> **WHAT YOU WILL DO**: From the records, return each line that has the word "blue" in it.

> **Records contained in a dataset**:
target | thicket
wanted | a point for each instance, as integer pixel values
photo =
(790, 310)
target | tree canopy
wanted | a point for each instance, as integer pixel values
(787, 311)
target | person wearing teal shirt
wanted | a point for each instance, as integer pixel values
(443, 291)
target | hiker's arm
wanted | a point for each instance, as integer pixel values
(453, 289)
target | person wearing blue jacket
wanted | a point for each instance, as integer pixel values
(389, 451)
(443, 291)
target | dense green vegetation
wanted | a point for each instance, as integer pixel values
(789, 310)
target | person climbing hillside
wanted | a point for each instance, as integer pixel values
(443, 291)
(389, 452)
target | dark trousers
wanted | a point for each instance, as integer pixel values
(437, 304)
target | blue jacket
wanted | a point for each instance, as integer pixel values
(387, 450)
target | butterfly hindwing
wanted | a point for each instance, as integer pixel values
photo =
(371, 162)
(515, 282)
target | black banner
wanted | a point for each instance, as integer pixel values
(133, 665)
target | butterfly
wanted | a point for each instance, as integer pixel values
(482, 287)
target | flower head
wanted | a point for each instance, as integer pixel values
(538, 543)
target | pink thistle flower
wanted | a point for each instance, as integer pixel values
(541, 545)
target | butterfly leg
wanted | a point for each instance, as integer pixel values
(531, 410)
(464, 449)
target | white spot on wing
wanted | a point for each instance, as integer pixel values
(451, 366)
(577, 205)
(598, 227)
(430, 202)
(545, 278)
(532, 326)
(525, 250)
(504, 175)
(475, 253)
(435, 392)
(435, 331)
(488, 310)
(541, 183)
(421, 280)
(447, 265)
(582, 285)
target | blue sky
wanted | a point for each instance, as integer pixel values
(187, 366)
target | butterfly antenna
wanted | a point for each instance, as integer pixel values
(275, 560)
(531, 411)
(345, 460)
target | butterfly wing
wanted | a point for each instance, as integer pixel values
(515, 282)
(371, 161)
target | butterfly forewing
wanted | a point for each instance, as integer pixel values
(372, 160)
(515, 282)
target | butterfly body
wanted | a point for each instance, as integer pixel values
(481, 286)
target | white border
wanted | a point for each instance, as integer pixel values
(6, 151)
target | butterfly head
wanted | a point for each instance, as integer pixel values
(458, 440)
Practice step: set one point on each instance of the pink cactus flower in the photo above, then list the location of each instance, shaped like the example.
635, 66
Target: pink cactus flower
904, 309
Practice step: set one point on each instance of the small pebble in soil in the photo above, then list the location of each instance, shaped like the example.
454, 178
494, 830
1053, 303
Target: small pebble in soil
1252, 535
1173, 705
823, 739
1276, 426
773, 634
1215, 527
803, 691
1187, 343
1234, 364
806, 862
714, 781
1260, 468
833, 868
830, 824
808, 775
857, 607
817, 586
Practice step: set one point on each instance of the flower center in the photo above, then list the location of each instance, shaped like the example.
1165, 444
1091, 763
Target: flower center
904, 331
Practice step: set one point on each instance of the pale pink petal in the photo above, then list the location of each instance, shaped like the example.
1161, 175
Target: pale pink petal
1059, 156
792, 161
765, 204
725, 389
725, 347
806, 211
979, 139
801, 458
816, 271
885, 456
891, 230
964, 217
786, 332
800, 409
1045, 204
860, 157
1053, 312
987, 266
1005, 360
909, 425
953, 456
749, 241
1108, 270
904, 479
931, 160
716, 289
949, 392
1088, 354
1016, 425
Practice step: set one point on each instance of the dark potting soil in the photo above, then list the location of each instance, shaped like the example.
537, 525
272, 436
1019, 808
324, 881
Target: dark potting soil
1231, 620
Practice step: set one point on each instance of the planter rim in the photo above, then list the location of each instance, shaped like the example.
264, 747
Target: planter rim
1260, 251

> **SOLUTION BELOW**:
target | person wearing blue jacket
target | blue jacket
target | blue sky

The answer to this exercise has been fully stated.